# Provided data:
=== Begin Enclosure ===

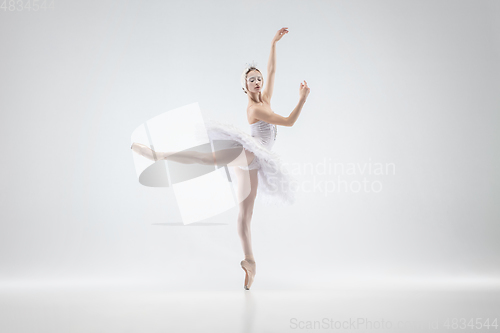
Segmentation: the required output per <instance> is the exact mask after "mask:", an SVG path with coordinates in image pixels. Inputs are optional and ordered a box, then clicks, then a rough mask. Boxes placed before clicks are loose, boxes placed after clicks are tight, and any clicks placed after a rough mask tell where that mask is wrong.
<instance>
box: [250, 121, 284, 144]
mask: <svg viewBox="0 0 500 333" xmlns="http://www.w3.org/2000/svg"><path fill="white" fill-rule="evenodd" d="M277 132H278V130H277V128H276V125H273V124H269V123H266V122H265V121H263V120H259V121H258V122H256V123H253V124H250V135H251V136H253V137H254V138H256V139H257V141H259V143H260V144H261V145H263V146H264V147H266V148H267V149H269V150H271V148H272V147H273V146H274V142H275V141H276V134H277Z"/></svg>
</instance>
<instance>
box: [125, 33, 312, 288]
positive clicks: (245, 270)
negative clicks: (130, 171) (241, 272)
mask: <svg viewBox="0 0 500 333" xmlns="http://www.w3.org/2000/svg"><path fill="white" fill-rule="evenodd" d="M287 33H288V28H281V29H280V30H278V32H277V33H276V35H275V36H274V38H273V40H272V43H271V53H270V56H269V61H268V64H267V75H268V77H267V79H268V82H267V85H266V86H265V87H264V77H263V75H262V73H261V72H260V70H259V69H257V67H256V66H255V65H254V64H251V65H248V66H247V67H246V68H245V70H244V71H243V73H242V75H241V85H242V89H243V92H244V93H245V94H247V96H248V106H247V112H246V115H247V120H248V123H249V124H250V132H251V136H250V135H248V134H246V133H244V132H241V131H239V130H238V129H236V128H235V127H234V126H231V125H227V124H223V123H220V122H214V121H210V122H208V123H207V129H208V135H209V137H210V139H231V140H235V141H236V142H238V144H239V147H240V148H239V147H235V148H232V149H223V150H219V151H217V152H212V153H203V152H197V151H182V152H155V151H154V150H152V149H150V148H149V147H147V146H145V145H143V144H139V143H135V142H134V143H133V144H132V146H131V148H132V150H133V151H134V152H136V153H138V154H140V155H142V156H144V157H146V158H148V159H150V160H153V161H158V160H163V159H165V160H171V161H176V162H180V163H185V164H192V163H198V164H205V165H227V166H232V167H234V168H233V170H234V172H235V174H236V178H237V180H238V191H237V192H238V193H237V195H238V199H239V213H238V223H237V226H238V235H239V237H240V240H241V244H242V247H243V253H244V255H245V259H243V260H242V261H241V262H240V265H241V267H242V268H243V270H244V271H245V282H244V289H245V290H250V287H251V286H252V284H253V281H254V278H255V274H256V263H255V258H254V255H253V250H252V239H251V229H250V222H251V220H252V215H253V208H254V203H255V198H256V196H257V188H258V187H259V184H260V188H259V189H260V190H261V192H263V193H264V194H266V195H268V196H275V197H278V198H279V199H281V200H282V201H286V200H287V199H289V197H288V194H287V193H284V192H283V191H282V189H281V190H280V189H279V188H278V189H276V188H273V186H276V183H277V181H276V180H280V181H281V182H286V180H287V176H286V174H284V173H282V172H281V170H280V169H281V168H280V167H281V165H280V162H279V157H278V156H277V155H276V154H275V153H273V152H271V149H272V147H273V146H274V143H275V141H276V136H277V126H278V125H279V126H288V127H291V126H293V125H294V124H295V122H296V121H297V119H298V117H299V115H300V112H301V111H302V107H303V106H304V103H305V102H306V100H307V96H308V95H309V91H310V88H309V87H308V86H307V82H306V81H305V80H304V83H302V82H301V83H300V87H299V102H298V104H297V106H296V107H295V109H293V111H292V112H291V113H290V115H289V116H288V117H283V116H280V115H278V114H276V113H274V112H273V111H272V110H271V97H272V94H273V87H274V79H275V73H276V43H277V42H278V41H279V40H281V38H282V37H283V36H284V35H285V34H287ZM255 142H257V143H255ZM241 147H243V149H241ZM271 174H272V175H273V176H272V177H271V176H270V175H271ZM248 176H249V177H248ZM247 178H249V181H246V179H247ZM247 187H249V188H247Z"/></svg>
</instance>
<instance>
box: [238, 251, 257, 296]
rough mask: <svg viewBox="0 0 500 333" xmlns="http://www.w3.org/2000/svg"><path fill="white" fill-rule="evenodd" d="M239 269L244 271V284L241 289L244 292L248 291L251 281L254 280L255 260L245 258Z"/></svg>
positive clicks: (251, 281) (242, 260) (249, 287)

=== End Enclosure ===

# Work request:
Take each line of the material that contains the word "positive" and list it.

# Task output:
positive clicks: (245, 270)
positive clicks: (251, 281) (242, 260) (249, 287)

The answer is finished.